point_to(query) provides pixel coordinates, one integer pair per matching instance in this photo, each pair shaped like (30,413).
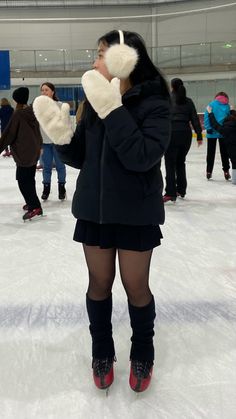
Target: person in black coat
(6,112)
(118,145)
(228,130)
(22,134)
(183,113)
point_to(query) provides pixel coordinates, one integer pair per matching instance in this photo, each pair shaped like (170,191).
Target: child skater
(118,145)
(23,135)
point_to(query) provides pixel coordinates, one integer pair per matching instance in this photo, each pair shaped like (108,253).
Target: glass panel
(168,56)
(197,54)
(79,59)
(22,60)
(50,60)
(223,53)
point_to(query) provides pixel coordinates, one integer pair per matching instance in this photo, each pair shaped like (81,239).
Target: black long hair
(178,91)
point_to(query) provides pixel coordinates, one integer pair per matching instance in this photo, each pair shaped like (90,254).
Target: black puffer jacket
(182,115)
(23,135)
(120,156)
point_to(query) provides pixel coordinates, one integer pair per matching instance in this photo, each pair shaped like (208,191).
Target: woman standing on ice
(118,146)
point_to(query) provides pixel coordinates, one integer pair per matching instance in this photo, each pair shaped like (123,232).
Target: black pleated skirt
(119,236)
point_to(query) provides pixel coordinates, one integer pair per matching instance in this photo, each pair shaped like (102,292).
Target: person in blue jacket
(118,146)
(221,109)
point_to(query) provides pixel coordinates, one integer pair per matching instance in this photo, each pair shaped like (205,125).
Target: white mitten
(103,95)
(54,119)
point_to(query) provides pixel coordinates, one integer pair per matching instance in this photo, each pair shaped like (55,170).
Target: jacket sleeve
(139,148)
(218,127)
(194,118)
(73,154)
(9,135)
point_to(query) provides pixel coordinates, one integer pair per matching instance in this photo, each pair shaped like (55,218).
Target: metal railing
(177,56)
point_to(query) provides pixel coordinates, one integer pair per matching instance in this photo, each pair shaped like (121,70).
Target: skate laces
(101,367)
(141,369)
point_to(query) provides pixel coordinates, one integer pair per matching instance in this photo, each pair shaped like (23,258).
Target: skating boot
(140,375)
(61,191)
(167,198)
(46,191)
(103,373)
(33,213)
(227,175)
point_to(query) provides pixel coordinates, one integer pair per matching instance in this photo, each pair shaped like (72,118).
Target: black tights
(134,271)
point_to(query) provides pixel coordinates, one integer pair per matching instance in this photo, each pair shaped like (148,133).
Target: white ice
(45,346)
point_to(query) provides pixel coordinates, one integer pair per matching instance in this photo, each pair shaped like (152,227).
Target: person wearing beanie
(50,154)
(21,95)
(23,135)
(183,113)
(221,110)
---*---
■ **WHAT THIS TASK INVOLVES**
Repeat the preceding records precisely, and leave every picture out of the copy.

■ **OUTPUT FOR THIS TASK**
point_to(query) provides pixel coordinates, one integer pair per matching instance in this photo, each pair shaped like (30,413).
Target: person in black coat
(6,112)
(118,145)
(228,130)
(22,134)
(183,113)
point_to(query) provides pixel coordinates, one integer pair per matching instance in this photo, each pair shaped like (170,191).
Target: child skater
(118,145)
(23,135)
point_to(query) provides pixel coordinates, one integer pair per matching instance in this photo, each pair shaped like (108,253).
Target: glass panel
(168,56)
(197,54)
(79,59)
(22,60)
(50,60)
(223,53)
point_to(query) provides pixel coordinates, one integer pair per matching instance in this photo, each pair shaped like (81,239).
Target: black long hair
(178,91)
point_to(query) provides pixel coordinates, one integer pair per matching instance in this photo, each pair shaped like (90,254).
Target: black puffer jacket
(182,115)
(23,135)
(120,156)
point_to(query) provides pixel coordinates, one integer pair per matching instance in this photo, each pair shaped like (208,191).
Target: woman standing on ice
(118,146)
point_to(query) provides pixel coordinates, one integer pair per matching instance in this photo, each pair shaped like (123,232).
Target: black pleated skirt
(119,236)
point_to(query) provides pixel coordinates, one integer pair per matching instance in this photo, each pair shaped like (102,292).
Target: person in blue jacket
(118,146)
(221,109)
point_to(query) provides pixel coordinates, one integer pair per matching instance in this photo, each pair shaped like (205,125).
Target: white mitten
(103,95)
(54,119)
point_to(query) provides pixel coordinates, one integer pair per matching instance in this photo, each pair shaped like (55,170).
Target: jacket sleeve
(139,148)
(218,127)
(194,118)
(73,154)
(9,135)
point_to(query) provides pixel coordinates, one integer pair per matching instance in this photo, each pair shaped like (55,218).
Target: metal railing
(177,56)
point_to(query) provides pixel coordinates, one integer pair per matching instance in this photo, each pair shaped like (121,70).
Target: skate laces
(101,367)
(141,369)
point_to(query) provides pixel coordinates, one integer pair per matching instance in this photo, each pair shaped like (23,258).
Target: skating boot
(140,375)
(61,191)
(167,198)
(46,191)
(103,373)
(33,213)
(227,175)
point_to(query) provides pixel coordinates, one integer pair per matching instance in this photo, each pair shaped like (72,118).
Target: black tights
(134,271)
point_to(query) provides pixel coordinates, one integer pair per matching instance in this photo, each pair shaped like (148,133).
Target: white ice
(45,346)
point_to(query) provides pixel coordinates, one integer pair per matching instance in this photo, each pair shaped like (152,227).
Target: person wearing beanie
(50,154)
(21,95)
(23,135)
(183,113)
(221,110)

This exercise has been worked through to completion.